- _本文抜粋_:
● ● ● ● ● ● ●

思いつくまま、気の向くまま
  文と写真は上一朝(しゃんかずとも)


シャンせんせいの「ぼけのたわごと」、タイトル変えました。
シャン先生、ノリピーの社会復帰の難しさも人一倍心配してるようです。


古本市 

    

久しぶりに神保町の古本市にでかけた。

前にも書いたとおり、床の上にあふれだした本の山を整理すべく苦労していたので遠ざかっ

ていた。禁酒、禁煙の峠は2年目あたりにあると言われているが、やはり2年目に禁断症状

がでてきた。

天気も良いことだし、見るだけと固く心に誓って出かけてみると、ウィークデイのせいもあ

ってか年寄りが7割という人出であった。

言葉は悪いが、あんな爺さんが文学書を、こんな婆さんが美術書をと夢中になって探しまわ

っているのを横目に見ながら歩いていたが、やはり麻薬というものは簡単には断ち切れない。

専修大交差点から駿河台下までの歩道に並ぶ書店の三分の一ほど過ぎたところではもう本を

手にとってみている。半分を過ぎたころには夢中で本を探す爺さまと化していた。絶対に買

わないぞという心に、まあ文庫くらいならいいだろう、という悪魔の囁きが打ち勝ってまず

「ゑげれすいろは詩画集」を買う。


己の決心の弱さをなげきながら歩いていると、「歌舞伎百題」を見つけてしまった。さっき

の文庫本は買うんでなかったと後悔しながら、気がつくとその本をぶら下げて歩いていた。

● ● ● ● ● ● ●

- _提供資料_:
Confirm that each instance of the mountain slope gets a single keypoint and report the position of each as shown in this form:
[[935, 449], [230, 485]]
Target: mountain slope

● ● ● ● ● ● ●

神保町の古本市を歩く随筆の続きを、最後の一文のあとから書き継ぐこと。 資料は使わなくてかまわない。

これ以上ここに居ると危険だと駅に向かって歩いていると、またあった。明治時代の写真技

術書「写真自在」である。最盛期には一万円をくだらない値で売っていたものが二千円。も

う、写真関係の本は買わないことにしていたので、二千円あればあれも買える、これも買え

ると目をふさいで帰ってきた。


ところが翌朝は前日にも増して禁断症状がひどい。よく使う手だが、買うことに迷ったもの

は一度見過ごして次に有ったら買うということにして出かけてみたら、このような本を買う

人がいなくなったのか、前日の書棚に鎮座ましましていた。どうせ売れないのなら、と値切

ってみたら敵はちゃんと値打ちを知っていてビタ一文まからないという。

言い値で買ったあと、ふと隣の店をみると一冊の本が手招きをしている。坂東三津五郎と武

智鉄二の対談集「芸十話」である。武智鉄二という人はあまり好きではなかったのでこれま

で買わなかったが、歌舞伎、文楽、能に親しむ人には良い本であろう。これは市価の半額と

いうことであって、この2冊をかかえて早々に退散した。

とどのつまりは、4冊の本が増えてしまった。ヤクというものは本当に恐ろしい、というお

話しです。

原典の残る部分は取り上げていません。